• **Stated problem**:
Starting at the first of the lines below and stopping after the line containing "[275,218,367,253]", write those lines out again, including the requests, but multiply every bounding box coordinate in the answers by 1.4 and round each result to a whole number, with halves rounded up. Leave the pictures out of your copy.

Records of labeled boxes

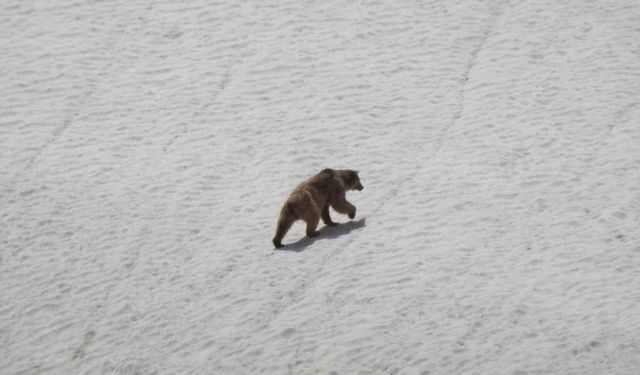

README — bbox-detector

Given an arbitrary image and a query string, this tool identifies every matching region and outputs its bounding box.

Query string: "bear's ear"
[320,168,333,174]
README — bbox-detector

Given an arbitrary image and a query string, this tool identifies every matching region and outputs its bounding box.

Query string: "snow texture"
[0,0,640,375]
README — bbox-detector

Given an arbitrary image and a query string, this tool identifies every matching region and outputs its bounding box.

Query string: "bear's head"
[337,169,364,190]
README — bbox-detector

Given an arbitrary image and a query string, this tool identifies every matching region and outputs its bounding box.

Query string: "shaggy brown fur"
[273,169,364,248]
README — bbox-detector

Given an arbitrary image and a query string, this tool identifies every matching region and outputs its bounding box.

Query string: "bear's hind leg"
[273,215,295,249]
[321,205,338,227]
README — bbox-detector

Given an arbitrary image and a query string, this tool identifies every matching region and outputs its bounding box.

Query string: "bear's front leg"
[349,206,356,219]
[331,193,356,219]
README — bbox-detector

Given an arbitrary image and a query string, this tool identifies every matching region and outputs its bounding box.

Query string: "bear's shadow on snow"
[275,218,367,253]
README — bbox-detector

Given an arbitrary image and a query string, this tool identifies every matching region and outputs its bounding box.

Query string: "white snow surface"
[0,0,640,375]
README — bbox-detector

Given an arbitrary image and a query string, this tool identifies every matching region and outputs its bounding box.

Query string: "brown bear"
[273,168,364,248]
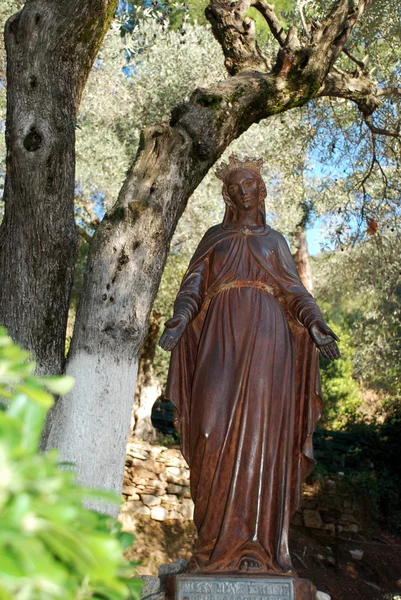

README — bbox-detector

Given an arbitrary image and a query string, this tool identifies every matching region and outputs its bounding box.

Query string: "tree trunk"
[131,311,162,442]
[0,0,117,373]
[293,225,313,294]
[0,0,376,510]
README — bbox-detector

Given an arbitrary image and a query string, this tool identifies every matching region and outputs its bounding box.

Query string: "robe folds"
[167,225,323,574]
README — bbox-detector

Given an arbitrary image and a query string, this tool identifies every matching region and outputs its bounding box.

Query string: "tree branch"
[297,0,311,38]
[316,67,380,114]
[362,113,401,139]
[253,0,287,46]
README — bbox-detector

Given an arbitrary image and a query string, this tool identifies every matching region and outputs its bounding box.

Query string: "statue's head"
[216,154,266,226]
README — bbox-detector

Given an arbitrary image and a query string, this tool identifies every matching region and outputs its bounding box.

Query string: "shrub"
[0,327,141,600]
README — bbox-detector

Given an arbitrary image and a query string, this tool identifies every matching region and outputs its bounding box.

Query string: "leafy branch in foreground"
[0,327,141,600]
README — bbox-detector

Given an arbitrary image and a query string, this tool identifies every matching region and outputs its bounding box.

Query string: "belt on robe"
[208,281,274,298]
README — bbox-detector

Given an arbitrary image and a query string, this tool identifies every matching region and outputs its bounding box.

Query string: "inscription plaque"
[176,575,294,600]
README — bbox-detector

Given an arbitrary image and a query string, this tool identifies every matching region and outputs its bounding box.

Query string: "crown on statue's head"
[216,154,263,181]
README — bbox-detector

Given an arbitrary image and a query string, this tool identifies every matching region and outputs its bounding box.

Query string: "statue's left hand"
[159,316,187,350]
[309,321,340,360]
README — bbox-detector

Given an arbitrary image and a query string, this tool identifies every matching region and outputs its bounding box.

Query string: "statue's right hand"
[159,317,187,350]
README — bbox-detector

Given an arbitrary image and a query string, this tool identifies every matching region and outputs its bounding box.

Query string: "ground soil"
[127,517,401,600]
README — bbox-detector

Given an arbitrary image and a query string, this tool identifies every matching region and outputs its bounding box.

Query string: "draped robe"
[167,225,323,573]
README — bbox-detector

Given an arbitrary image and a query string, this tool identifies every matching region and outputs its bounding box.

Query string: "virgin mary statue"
[160,156,339,574]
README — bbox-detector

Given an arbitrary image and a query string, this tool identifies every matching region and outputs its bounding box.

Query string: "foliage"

• **The output**:
README — bbox-detector

Given an arbitrary image and a query string, this tool identifies every matching region and outputs its bounding box.

Query string: "bear's ear"
[448,235,466,244]
README — bbox-detector

Given an arbitrary image and a query string, this tool identifies every matching region and outputs its bounding box.

Query string: "snow texture"
[0,0,896,525]
README — bbox-detector

Given an arbitrary image and a query string, this tool identifies every matching region and outputs its bounding box.

Query string: "bear's head"
[472,237,510,266]
README — bbox-detector

Given an arbitrary image and a query string, this tool identifies every matching region and outputs its bounding box.

Query string: "shaggy brown fur"
[382,237,510,347]
README — bbox-detector

Given an arbitrary image and a query string, this tool identifies every matching region and outputs its bounding box.

Query string: "bear's hind leg"
[382,301,413,349]
[449,287,473,318]
README — bbox-detector

Given an arbitrary image and a query string, this tool identifies every matching region and outputs its bounding box.

Query string: "bear's front leg"
[489,288,498,307]
[463,270,498,307]
README — bbox-detector

Given an arbitrary image and a query string, this tool identifies every matching region and outputs its bounding box.

Query string: "bear's shadow on snow"
[385,305,514,354]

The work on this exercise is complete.